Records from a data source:
-*-
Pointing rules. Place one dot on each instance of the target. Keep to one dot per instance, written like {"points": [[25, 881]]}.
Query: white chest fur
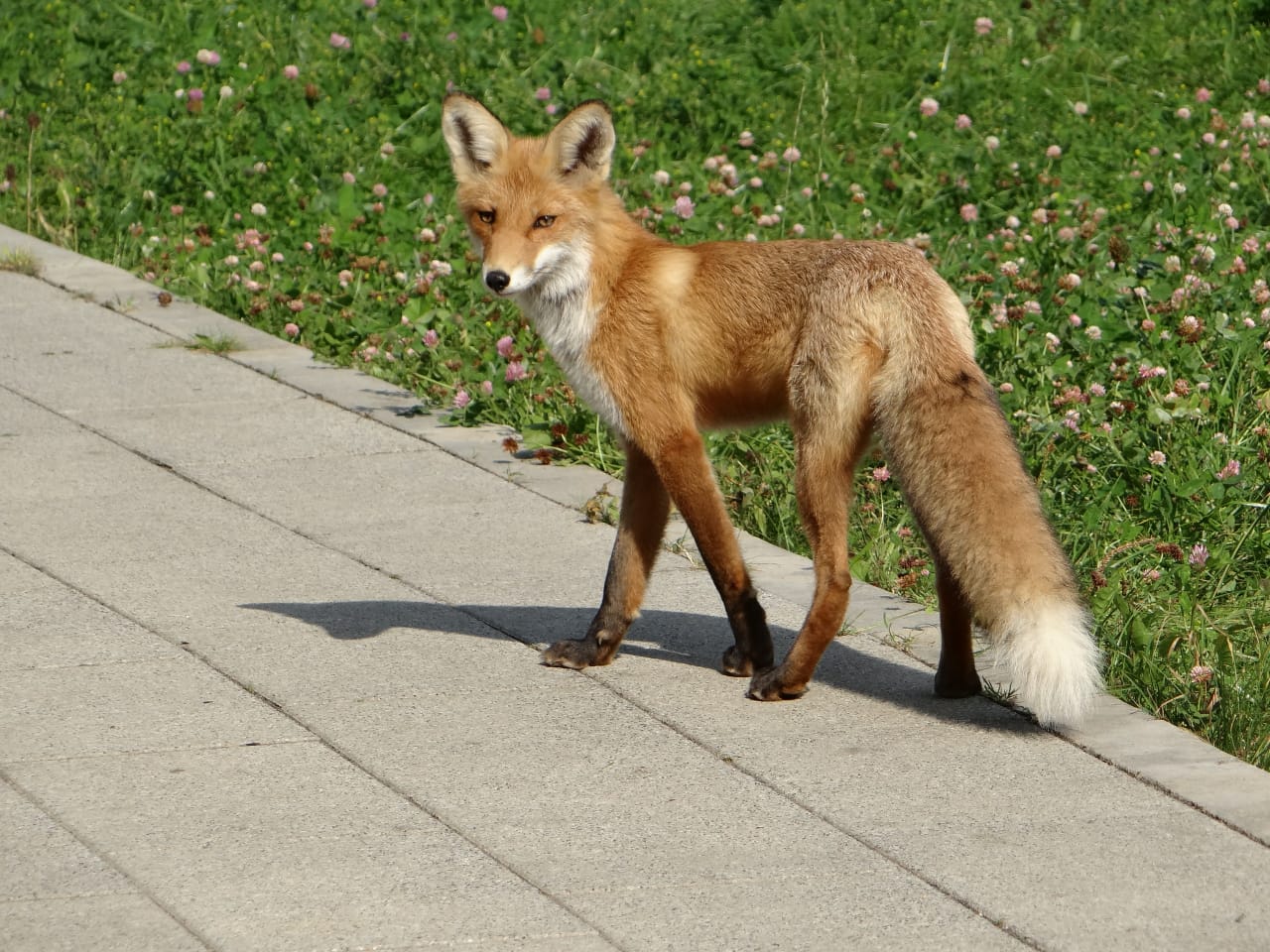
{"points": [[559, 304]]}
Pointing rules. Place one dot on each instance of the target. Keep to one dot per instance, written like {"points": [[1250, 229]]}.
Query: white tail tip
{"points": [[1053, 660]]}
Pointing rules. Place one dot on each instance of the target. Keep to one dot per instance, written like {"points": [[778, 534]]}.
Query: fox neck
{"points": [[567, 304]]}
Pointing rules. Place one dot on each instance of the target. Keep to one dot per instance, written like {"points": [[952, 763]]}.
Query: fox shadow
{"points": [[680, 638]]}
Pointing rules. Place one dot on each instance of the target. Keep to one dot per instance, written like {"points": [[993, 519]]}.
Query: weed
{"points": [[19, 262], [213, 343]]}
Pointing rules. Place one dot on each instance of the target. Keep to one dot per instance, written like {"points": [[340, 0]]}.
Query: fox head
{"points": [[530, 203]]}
-*-
**Goal:** Render every line of the rows above as a Markdown table with two columns, "No." and "Line," omitting blank lines. Leave the pictures out of the table.

**Complete output:**
| No. | Line |
|---|---|
| 1 | Pointing rules. Place one dot on each instance of the target. Keep to one dot per instance, written like {"points": [[25, 881]]}. |
| 2 | Query: white chest fur |
| 3 | {"points": [[559, 304]]} |
| 4 | Pointing rules. Place one dot on each instance of the target. Keep to one dot per instance, written like {"points": [[1250, 229]]}. |
| 5 | Query: white tail tip |
| 6 | {"points": [[1053, 660]]} |
| 7 | Pointing rules. Place one dot on each instance of the target. Keep to one dot per instance, written like {"points": [[778, 534]]}. |
| 8 | Query: fox neck |
| 9 | {"points": [[567, 304]]} |
| 10 | Pointing rules. Place one dot on each instance of the target. Keep to one dot per instance, written like {"points": [[952, 763]]}. |
| 11 | Query: fox shadow |
| 12 | {"points": [[680, 638]]} |
| 13 | Pointing rules. Place one dot on each instance of the target. Keep to one dot per instance, written like {"points": [[993, 519]]}. |
| 14 | Query: weed |
| 15 | {"points": [[19, 262], [213, 343]]} |
| 16 | Pointing rules. Place one dot on each instance of the target. Keep to one dot per instance, written like {"points": [[340, 0]]}. |
| 17 | Query: fox head |
| 18 | {"points": [[530, 203]]} |